Supplied text =>
^^^^
Year 767 (DCCLXVII) was a common year starting on Thursday (link will display the full calendar) of the Julian calendar, the 767th year of the Common Era (CE) and Anno Domini (AD) designations, the 767th year of the 1st millennium, the 67th year of the 8th century, and the 8th year of the 760s decade. The denomination 767 for this year has been used since the early medieval period, when the Anno Domini calendar era became the prevalent method in Europe for naming years.

Events 
 By place 

 Byzantine Empire 
 Byzantine–Bulgarian War: Emperor Constantine V invades Bulgaria across the Balkan Mountains, setting afire some settlements around the Bulgarian capital of Pliska. Constantine accepts a peace agreement with Pagan, the Bulgar ruler (khagan), whose land is in anarchy.

 Europe 
 The Franks, under King Pepin III ("the Short"), destroy resistance in central Aquitaine. They conquer the capital of Bordeaux, and devastate the whole region.
 Pepin III receives a Byzantine delegation at his court in Gentilly (southern suburbs of Paris). They discuss foreign policy regarding Italy, and Byzantine Iconoclasm.

 Africa 
 The Kharijite Berbers of Tlemcen and Tiaret try to conquer Ifriqiya from the Abbasid Caliphate, but fail to capture the capital of Kairouan (modern Tunisia).
^^^^
Data segment =>

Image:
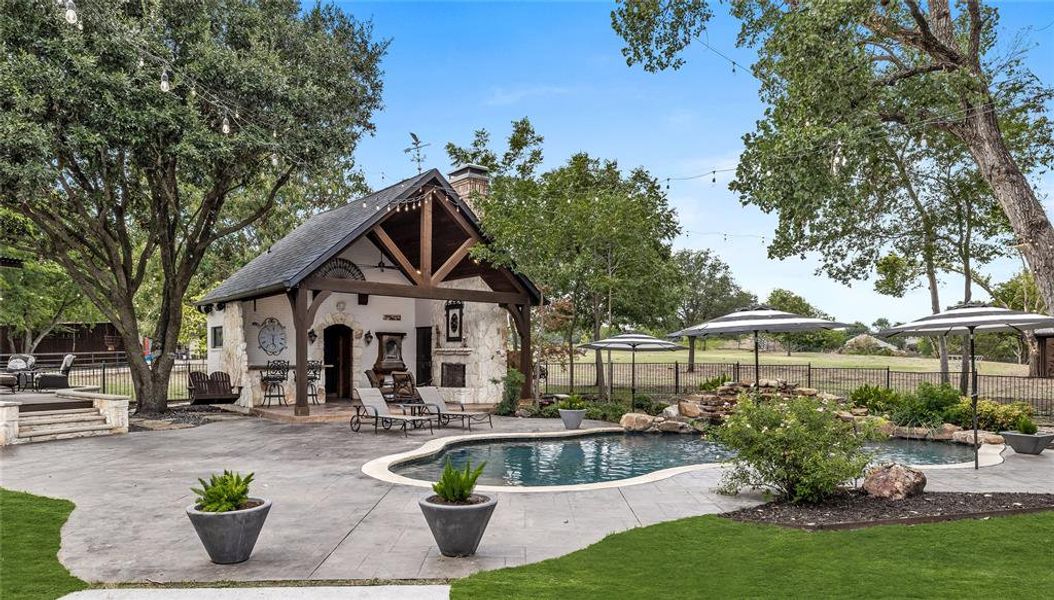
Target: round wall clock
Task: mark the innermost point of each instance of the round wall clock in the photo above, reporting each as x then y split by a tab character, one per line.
272	336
^^^^
Tasks for this exercise =>
A. Answer these from the text on the year 767:
(i) Around which Bulgarian capital did Constantine V set some settlements afire?
(ii) At which court did Pepin III receive the Byzantine delegation?
(iii) Which capital did the Kharijite Berbers fail to capture?
B. Write a continuation of the text on the year 767, picking up after its last sentence.
The data have no connection to the text on the year 767.

Outputs in order =>
A.
(i) Pliska
(ii) Gentilly, in the southern suburbs of Paris
(iii) Kairouan

B.
 By topic 

 Religion 
 June 28 – Pope Paul I dies at Rome after a 10-year reign, in which he has protested against Constantine V's revival of Iconoclasm at Constantinople. He gives refuge to Greek monks who were expelled from the Byzantine Empire, and moves the relics of many saints from the catacombs to Roman churches. Duke Toto of Nepi has his layman brother elected to succeed Paul, under the name Constantine II.

Births 
 September 15 – Saichō, Japanese Buddhist monk (d. 822)
 Bishr al-Hafi, Muslim theologian (approximate date)
 Ja'far ibn Yahya, Persian vizier (d. 803)
 Muhammad ibn Idris al-Shafi`i, Muslim imam (d. 820) 
 Pepin the Hunchback, son of Charlemagne (approximate date)

Deaths 
 April 20 – Taichō, Japanese Buddhist monk (b. 682)
 June 28 – Paul I, pope of the Catholic Church (b. 700) 
 Abū Hanīfa, Muslim imam and scholar (b. 699)
 Aedh Ailghin, king of Uí Maine (Ireland)
 Constantine II, patriarch of Constantinople
 Ibn Ishaq, Muslim historian and hagiographer (or 761)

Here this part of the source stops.